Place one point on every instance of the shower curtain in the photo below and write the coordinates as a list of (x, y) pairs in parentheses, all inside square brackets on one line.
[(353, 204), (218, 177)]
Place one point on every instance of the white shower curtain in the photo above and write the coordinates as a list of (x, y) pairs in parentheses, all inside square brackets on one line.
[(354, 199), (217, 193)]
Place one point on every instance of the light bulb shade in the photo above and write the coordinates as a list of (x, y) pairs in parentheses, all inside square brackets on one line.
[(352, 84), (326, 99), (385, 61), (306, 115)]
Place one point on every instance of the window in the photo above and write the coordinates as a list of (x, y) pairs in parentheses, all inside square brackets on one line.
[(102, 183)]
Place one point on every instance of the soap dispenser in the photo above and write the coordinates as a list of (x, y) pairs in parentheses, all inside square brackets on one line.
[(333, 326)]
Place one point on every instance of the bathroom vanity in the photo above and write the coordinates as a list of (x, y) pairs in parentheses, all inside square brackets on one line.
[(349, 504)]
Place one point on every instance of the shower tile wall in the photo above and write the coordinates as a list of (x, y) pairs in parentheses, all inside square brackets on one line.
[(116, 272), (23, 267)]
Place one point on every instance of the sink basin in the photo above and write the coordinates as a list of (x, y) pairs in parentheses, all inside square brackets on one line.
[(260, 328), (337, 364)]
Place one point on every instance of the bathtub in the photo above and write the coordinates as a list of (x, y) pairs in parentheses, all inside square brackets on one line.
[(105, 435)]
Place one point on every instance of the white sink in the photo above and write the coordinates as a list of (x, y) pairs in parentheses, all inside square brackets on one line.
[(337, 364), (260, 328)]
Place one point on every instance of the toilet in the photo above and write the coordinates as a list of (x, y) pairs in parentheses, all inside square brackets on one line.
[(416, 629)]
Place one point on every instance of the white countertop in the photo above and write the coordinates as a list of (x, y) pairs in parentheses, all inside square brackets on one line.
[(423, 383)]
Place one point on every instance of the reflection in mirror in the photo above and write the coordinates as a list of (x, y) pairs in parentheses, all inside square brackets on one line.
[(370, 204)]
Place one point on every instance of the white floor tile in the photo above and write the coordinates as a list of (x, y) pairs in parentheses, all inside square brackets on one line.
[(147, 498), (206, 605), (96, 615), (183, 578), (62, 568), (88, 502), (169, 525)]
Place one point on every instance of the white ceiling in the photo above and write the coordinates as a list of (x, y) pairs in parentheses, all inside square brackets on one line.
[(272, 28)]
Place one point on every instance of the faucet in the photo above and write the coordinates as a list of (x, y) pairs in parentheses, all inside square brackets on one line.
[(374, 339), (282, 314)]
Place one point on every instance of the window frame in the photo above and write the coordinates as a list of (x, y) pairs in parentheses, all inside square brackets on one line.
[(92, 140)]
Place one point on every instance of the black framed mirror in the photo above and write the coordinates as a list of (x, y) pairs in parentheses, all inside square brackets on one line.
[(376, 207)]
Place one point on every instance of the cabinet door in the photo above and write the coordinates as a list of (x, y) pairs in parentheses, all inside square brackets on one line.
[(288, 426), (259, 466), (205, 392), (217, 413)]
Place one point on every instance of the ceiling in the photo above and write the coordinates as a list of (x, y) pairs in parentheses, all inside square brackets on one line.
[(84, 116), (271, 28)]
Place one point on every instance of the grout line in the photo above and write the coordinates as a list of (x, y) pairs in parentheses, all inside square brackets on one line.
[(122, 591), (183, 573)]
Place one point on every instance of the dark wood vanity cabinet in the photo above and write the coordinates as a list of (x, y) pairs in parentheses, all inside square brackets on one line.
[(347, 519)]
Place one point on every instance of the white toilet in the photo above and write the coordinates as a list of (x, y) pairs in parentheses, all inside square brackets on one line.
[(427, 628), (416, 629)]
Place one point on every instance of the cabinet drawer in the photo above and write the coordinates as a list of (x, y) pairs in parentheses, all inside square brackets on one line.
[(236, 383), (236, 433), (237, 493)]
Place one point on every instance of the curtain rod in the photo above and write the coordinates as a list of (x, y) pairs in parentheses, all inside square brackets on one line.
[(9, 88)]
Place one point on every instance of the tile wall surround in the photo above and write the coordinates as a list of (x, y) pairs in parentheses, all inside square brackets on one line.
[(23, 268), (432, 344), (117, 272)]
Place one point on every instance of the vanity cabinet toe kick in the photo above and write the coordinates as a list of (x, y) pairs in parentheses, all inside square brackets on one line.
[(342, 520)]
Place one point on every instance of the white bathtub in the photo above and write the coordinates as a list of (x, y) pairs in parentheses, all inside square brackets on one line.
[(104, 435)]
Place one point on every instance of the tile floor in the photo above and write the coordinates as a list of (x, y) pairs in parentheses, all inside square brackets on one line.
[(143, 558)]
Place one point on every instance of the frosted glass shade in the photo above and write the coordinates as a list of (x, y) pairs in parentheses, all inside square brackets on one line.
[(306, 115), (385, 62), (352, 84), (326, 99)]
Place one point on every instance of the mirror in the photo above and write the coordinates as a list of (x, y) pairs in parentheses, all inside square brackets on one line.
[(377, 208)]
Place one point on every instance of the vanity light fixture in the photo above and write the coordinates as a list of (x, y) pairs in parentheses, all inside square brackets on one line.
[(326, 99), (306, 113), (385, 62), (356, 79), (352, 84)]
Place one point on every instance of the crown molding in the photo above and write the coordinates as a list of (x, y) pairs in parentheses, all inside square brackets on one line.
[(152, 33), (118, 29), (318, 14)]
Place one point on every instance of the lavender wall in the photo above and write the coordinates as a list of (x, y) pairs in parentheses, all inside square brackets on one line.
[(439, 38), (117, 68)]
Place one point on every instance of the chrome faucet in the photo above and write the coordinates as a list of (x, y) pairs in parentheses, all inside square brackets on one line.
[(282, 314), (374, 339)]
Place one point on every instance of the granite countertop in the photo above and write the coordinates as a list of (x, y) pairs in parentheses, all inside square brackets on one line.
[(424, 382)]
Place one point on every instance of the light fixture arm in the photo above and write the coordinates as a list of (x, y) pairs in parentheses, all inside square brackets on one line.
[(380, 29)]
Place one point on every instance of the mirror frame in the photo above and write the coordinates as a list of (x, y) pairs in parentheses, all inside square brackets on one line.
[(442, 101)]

········

All the records shown above need to be given again exactly.

SOLUTION TO THE PROBLEM:
Place one point on every instance of the shower curtain in the photo below and write the coordinates as a list of (x, y) pairs in parentheses, all inside square brackets on one line.
[(353, 204), (218, 177)]
Place one point on every instance of the white shower curtain in the photo above and write the coordinates as a list of (x, y) pairs in parentheses, all inside square brackets on one line.
[(354, 199), (217, 193)]
Place one point on every instance of the light bulb shade in the photo above and write the coordinates as a list of (x, y) pairs in parentheses, all inside square brackets on one line.
[(352, 84), (326, 99), (385, 61), (306, 115)]
Place one point on every instance of the window in the photo above and write the coordinates as a list of (x, y) pairs in parentheses, all inside square brackets on one line.
[(102, 183)]
Place one point on every instance of the soap dispenser in the photo above and write the coordinates as a list of (x, y) pairs in parentheses, all inside square brackets on one line.
[(333, 326)]
Place one point on every instance of the bathroom vanity in the photo above and write the coordinates as a list of (x, y) pairs in parentheses, all inside square brackets on one line.
[(349, 504)]
Place one point on every instance of the shower tile wall in the photo above and write the coordinates as a list of (x, y) pairs in parentheses, all inside square brackets on one line.
[(116, 272), (23, 267)]
Place one point on every instance of the sink basin in the photo above and write the coordinates as a list of (x, y) pairs in parentheses, all inside square brackets on one line.
[(260, 328), (337, 364)]
Place one point on every instance of the bathtub in the photo above and write the coordinates as a list of (x, y) pairs in parentheses, all inside square brackets on one line.
[(105, 435)]
Place one point on every instance of the white sink in the photo above and write the coordinates as a list of (x, y) pairs in parentheses, all inside square brackets on one line.
[(337, 364), (260, 328)]
Place one point on every instance of the toilet in the photo above and write the coordinates as a list of (x, y) pairs in parentheses, all inside square brackets on one line.
[(416, 629)]
Place one point on every instance of the white countertop in the photo above and write the coordinates as a list of (x, y) pairs in parentheses, all inside square brackets on one line.
[(423, 383)]
Place one point on every instance of the reflection in mirror in the photo above and write the coordinates as a list of (x, y) pairs in parentheses, all inside square brackets on one line.
[(370, 204)]
Place one point on every instance of the white floor tile in the photo above and write the coordinates as a list of (x, y) pairs in parentheses, all inside square brackets on one line.
[(147, 498), (206, 605), (96, 615), (183, 578), (62, 568), (88, 502), (169, 525)]
Place one point on every instance of the white ceiling in the photo above and write the coordinates as a list of (x, y) pairs in parentheses, all inside square brackets on one line.
[(272, 28)]
Place one point on every instance of the faucet in the photo above and write the coordinates as a list of (x, y) pairs in parentheses, all inside square brackets on one line.
[(374, 339), (282, 314)]
Place one point on every instance of the window frame in the photo above and write the coordinates as a list of (x, y) pairs in parentheses, all inside square brackets on one line.
[(92, 140)]
Place one point on every instance of the black framed mirror in the photo above and write the coordinates as a list of (x, y) pairs in parentheses, all inside square brackets on one line.
[(376, 207)]
Place one point on every instance of the cabinet door in the photo above and write the coordinates as a list of (x, y) pairs in parentheses, all inside square brackets on one line.
[(288, 426), (259, 466), (205, 392), (217, 413)]
Place one point on every instance of the ceiling in the photo above and write the coordinates as a list of (x, y) pairs in parentheses, all inside square brackets on one line.
[(84, 116), (271, 28)]
Place one point on every instance of the grout line in the photo above and write the coordinates as a list of (x, y) pairs in parentheses, all inside square brackets on one line.
[(122, 591), (183, 573)]
Place one point on every instance of the dark wood vanity cabinet in the photo above and write the coordinates as a list of (x, y) pairs in parentheses, all inside square brackets on one line.
[(347, 519)]
Place one point on every instance of the white toilet in the photo above and write the coordinates as a list of (x, y) pairs in parentheses, all inside square brackets on one line.
[(427, 628), (416, 629)]
Place one point on every instance of the cabinet drawer in the photo above and write the coordinates as a list of (x, y) pairs in parentheses, all inside square brackets on one line.
[(236, 383), (236, 433), (237, 493)]
Place one point on every instance of the curtain rod in the photo above and write the coordinates as a list of (x, y) pairs in parentheses, all inside square brackets on one line.
[(9, 88)]
Place one point on every instance of the tile wall surround in the photo above and write the coordinates as a list of (x, y) pairs in parentheses, all inside square brackets on one line.
[(23, 268), (432, 344), (117, 272)]
Place one point on every instance of the vanity cabinet toe kick in the photo above and write the coordinates as a list of (x, y) pairs in parentheses, all inside square brackets on one line.
[(342, 520)]
Place one point on every instance of the white bathtub in the photo above and write the coordinates as a list of (x, y) pairs in parentheses, all inside square brackets on one line.
[(104, 435)]
Place one point on every instance of the tile floor in the photo above and write the coordinates as a list of (x, y) pairs in parentheses, all inside square brackets on one line.
[(143, 558)]
Place one point on every instance of the frosted glass shade in the photo above and write the coordinates as a list of (x, y) pairs in parentheses, all inside square brackets on one line.
[(306, 115), (385, 62), (352, 84), (326, 99)]
Place one point on every instance of the mirror in the photo above and write the coordinates as a list of (x, y) pairs in parentheses, all inside square brackets on one line.
[(377, 208)]
Place one point on every instance of the vanity light fixture in the photo above and write the coordinates as a list of (x, y) pairs in parentheses, all inside square brackets on one line.
[(326, 99), (306, 113), (385, 62), (356, 79), (352, 84)]
Place one point on every instance of the crown molding in the photo above and write the coordinates as a list of (x, y) pairs in parentheses, all inside square brackets on one line.
[(152, 33), (118, 29), (318, 14)]
Place one point on every instance of the lavender wall in the photo above and write the coordinates as a list of (x, y) pairs in parentheses, all inside square brackets on one line.
[(439, 38), (117, 68)]
Place one point on every instance of the chrome faucet in the photo above and write the coordinates as a list of (x, y) pairs in parentheses, all inside square brackets on one line.
[(282, 314), (374, 339)]
Place one point on every instance of the granite countertop in the photo above and write the coordinates as a list of (x, y) pairs in parentheses, all inside square brackets on one line.
[(424, 382)]
Place one point on every instance of the light fixture arm in the photo above and write the coordinates as a list of (x, y) pairs in parentheses, all inside square brackets on one line.
[(380, 29)]
Place one point on every instance of the mirror frame in the photo above and write the coordinates as a list of (x, y) pairs in parentheses, all inside square brackets on one line.
[(442, 101)]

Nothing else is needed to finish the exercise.